Activity:
Look below for the line containing "Annotate the bird's breast"; from there through the line containing "<point>618,8</point>", both lines included, please set down each line exactly and nothing else.

-------- Material supplied --------

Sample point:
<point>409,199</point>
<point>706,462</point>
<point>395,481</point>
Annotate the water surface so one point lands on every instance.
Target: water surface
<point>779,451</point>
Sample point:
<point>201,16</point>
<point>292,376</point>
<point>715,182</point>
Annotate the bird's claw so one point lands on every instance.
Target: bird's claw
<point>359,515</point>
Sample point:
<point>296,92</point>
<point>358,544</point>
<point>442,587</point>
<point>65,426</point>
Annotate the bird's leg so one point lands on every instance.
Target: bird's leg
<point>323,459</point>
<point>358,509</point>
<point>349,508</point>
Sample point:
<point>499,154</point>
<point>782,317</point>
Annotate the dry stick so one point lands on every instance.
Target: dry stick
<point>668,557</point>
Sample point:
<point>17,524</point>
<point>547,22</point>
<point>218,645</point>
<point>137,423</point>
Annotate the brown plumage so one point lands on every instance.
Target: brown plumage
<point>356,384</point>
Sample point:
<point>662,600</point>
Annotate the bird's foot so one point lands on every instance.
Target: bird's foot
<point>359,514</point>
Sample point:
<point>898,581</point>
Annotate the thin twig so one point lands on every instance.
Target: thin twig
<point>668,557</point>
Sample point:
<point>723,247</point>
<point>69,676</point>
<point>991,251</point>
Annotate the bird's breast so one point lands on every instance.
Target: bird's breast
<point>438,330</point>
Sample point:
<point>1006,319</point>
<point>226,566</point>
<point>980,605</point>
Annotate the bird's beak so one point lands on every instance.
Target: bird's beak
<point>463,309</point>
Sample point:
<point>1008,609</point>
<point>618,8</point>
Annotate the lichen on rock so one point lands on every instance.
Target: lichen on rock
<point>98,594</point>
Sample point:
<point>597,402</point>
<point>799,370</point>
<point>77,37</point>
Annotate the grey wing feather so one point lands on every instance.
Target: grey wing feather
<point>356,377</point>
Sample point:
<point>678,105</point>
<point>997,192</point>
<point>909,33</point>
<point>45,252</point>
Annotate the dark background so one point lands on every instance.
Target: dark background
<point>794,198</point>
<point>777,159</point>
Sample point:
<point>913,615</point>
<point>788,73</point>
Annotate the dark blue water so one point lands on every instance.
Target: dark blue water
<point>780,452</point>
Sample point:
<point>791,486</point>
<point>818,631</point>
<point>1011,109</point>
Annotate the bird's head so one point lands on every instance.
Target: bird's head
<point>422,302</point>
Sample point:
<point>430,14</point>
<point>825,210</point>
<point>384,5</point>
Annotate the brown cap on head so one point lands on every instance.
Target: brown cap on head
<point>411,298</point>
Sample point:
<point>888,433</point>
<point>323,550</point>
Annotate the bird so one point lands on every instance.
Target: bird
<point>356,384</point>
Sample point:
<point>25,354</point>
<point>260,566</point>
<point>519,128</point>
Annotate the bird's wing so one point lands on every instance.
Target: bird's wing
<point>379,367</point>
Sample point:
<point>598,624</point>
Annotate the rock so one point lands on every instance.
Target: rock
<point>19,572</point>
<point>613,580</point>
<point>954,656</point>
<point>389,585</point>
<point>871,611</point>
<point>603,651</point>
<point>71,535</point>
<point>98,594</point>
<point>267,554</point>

--------

Exercise answer:
Annotate the bird's breast so one point lands on every instance.
Target: bird's breast
<point>438,330</point>
Sample point:
<point>1006,319</point>
<point>226,566</point>
<point>980,605</point>
Annotate the bird's beak so one point lands on every instance.
Target: bird's beak
<point>463,309</point>
Sample point:
<point>1008,609</point>
<point>618,8</point>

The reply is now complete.